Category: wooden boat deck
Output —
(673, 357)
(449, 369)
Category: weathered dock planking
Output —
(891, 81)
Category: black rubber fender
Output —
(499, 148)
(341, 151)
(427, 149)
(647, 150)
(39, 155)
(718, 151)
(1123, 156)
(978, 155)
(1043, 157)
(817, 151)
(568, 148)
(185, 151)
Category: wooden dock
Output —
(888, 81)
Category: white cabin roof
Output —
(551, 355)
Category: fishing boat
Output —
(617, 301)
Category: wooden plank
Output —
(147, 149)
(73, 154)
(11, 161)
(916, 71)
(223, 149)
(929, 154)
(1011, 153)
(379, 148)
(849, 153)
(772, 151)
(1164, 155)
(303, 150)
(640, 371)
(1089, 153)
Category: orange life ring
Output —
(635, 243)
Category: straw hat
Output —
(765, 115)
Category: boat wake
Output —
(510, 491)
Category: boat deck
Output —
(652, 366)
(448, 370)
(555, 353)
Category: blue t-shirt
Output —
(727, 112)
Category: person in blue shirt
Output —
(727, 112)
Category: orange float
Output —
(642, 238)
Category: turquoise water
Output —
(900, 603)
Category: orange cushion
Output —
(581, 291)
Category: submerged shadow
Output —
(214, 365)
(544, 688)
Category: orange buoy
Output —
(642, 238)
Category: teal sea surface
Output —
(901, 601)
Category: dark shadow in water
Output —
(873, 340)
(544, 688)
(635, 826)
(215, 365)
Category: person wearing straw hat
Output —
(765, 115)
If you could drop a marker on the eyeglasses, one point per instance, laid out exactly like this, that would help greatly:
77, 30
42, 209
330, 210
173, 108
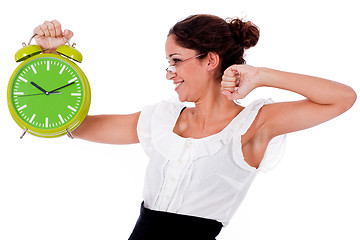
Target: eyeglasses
172, 68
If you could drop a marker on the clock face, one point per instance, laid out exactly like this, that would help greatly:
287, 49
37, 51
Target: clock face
47, 93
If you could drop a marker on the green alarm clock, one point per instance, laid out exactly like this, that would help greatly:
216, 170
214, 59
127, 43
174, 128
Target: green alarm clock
48, 94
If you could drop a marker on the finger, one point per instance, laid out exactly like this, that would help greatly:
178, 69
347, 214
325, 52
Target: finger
51, 29
57, 27
68, 34
45, 29
38, 31
228, 84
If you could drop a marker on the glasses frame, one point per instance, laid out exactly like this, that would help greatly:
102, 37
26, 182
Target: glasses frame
172, 67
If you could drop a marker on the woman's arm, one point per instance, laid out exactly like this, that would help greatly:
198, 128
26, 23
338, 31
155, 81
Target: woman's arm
112, 129
325, 99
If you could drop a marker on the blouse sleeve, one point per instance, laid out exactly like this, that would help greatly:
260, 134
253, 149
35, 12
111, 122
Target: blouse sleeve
274, 150
144, 128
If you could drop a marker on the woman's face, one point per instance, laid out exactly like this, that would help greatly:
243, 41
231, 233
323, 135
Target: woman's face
189, 78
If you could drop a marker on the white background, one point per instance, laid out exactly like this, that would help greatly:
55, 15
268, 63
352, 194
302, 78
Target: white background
72, 189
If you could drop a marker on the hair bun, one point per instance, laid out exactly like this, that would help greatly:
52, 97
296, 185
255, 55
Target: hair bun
245, 33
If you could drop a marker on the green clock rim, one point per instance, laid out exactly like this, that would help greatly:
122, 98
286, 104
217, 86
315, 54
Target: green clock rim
73, 123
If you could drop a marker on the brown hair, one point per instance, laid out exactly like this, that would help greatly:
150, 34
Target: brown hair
207, 33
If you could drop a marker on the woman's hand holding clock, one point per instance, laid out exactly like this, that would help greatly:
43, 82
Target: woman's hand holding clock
49, 35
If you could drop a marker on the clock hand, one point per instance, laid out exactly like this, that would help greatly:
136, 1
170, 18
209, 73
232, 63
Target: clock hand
61, 87
40, 88
38, 94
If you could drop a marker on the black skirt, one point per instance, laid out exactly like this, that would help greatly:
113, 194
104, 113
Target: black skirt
156, 225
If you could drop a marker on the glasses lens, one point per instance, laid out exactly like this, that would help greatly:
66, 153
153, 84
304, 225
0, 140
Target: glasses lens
171, 69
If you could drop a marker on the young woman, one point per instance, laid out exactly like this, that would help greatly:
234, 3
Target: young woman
203, 159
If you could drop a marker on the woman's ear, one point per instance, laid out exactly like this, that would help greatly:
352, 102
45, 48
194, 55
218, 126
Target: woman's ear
213, 61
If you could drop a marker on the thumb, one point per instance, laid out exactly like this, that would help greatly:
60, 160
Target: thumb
68, 34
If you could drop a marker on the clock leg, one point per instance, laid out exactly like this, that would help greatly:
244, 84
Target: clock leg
22, 135
69, 134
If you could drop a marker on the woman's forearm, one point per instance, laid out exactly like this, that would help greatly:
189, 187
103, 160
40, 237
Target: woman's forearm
315, 89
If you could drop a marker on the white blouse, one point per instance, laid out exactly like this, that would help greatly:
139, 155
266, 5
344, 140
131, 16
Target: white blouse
205, 177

→ **AIM**:
Reproduce every one of the records above verbatim, omitting the pictures from your reproduction.

→ **COMPLETE RESPONSE**:
Category: wooden boat deck
Output —
(673, 357)
(449, 369)
Category: weathered dock planking
Output —
(891, 81)
Category: black rubber fender
Output —
(499, 148)
(341, 151)
(427, 149)
(647, 150)
(39, 155)
(718, 151)
(1123, 156)
(978, 155)
(1043, 157)
(817, 151)
(568, 148)
(185, 151)
Category: wooden dock
Output —
(888, 81)
Category: white cabin roof
Output —
(551, 355)
Category: fishing boat
Output —
(617, 301)
Category: wooden plank
Output —
(147, 149)
(73, 154)
(11, 161)
(916, 71)
(223, 149)
(929, 154)
(1011, 153)
(379, 148)
(849, 153)
(772, 151)
(1164, 155)
(303, 150)
(640, 371)
(1089, 153)
Category: orange life ring
Output —
(635, 243)
Category: straw hat
Output —
(765, 115)
Category: boat wake
Output —
(510, 491)
Category: boat deck
Output —
(652, 366)
(448, 370)
(555, 353)
Category: blue t-shirt
Output —
(727, 112)
Category: person in blue shirt
Output —
(727, 112)
Category: orange float
Output —
(642, 238)
Category: turquoise water
Output —
(900, 603)
Category: orange cushion
Output —
(581, 291)
Category: submerged shadow
Output —
(214, 365)
(544, 688)
Category: orange buoy
Output —
(642, 238)
Category: teal sea surface
Output —
(901, 601)
Category: dark shadow in water
Output —
(873, 340)
(544, 688)
(635, 826)
(215, 365)
Category: person wearing straw hat
Output —
(765, 115)
If you could drop a marker on the eyeglasses, one point per instance, laid out exactly like this, that would help greatly:
77, 30
42, 209
330, 210
173, 108
Target: eyeglasses
172, 68
If you could drop a marker on the clock face, one point per instance, laid out exactly like this, that would help greatly:
287, 49
37, 51
Target: clock face
47, 93
If you could drop a marker on the green alarm clock, one point per instance, laid out exactly like this, that would help greatly:
216, 170
214, 59
127, 43
174, 128
Target: green alarm clock
48, 94
If you could drop a marker on the finger, one point per instance, laid out exactly like this, that would help greatly:
178, 69
347, 214
325, 52
Target: finger
51, 29
57, 27
68, 34
45, 29
38, 31
228, 84
If you could drop a marker on the glasses frame, one point per instance, laid out exactly like this, that would help greatly:
102, 37
26, 182
Target: glasses frame
172, 67
If you could drop a marker on the woman's arm, one point per instance, laid out exactly like this, that would help greatly:
198, 128
26, 23
338, 31
155, 81
Target: woman's arm
112, 129
325, 99
If you could drop a marker on the blouse sleeve, one point per instance, laid out exactly like this, that would help greatly:
260, 134
253, 149
35, 12
111, 122
Target: blouse sleeve
274, 150
144, 128
If you could drop a marker on the woman's face, one point per instance, laid out exactly like this, that would help greatly:
243, 41
231, 233
323, 135
Target: woman's face
189, 78
If you could drop a marker on the white background, one point per instance, laid out exactly like this, that would help greatly:
55, 15
268, 63
352, 194
302, 78
Target: white background
72, 189
If you could drop a marker on the hair bun, one point per instance, laid out exactly like this, that would help greatly:
52, 97
296, 185
255, 55
Target: hair bun
245, 33
If you could drop a marker on the green clock rim, one point per instance, laid out exactly like this, that would help greatly:
122, 98
286, 104
217, 86
315, 54
Target: green clock rim
73, 123
If you could drop a marker on the brown hair, one point per instance, laid out exactly like this, that would help greatly:
150, 34
Target: brown hair
207, 33
If you could drop a marker on the woman's hand holding clock, one point per instance, laid out exactly like this, that would help greatly:
43, 82
Target: woman's hand holding clock
49, 35
If you could drop a marker on the clock hand, one point per instance, laid out exactly like this, that would help greatly:
136, 1
170, 18
209, 73
232, 63
Target: clock hand
61, 87
40, 88
38, 94
If you could drop a marker on the black skirt, one point per instance, laid out exactly like this, that would help greatly:
113, 194
104, 113
Target: black skirt
156, 225
If you could drop a marker on the glasses lens, one point per instance, laid out exactly like this, that would help greatly:
66, 153
153, 84
304, 225
0, 140
Target: glasses lens
171, 69
If you could drop a marker on the young woman, one point per instance, laid out exactly like this, that would help greatly:
234, 3
Target: young woman
203, 159
If you could drop a marker on the woman's ear, one point per instance, laid out exactly like this, that would help greatly:
352, 102
45, 48
194, 55
218, 126
Target: woman's ear
213, 61
If you could drop a marker on the thumb, one point per instance, laid out exactly like this, that would help greatly:
60, 160
Target: thumb
68, 34
If you could drop a marker on the clock leg, one point per instance, laid out exactly like this, that would help greatly:
244, 84
Target: clock leg
22, 135
69, 134
If you could drop a marker on the woman's forearm, one point per instance, laid out exactly like this, that would help greatly:
189, 187
103, 160
40, 237
Target: woman's forearm
315, 89
If you could drop a marker on the white blouse, one point per instance, laid out exactly like this, that would help greatly:
139, 155
266, 5
344, 140
131, 16
Target: white blouse
205, 177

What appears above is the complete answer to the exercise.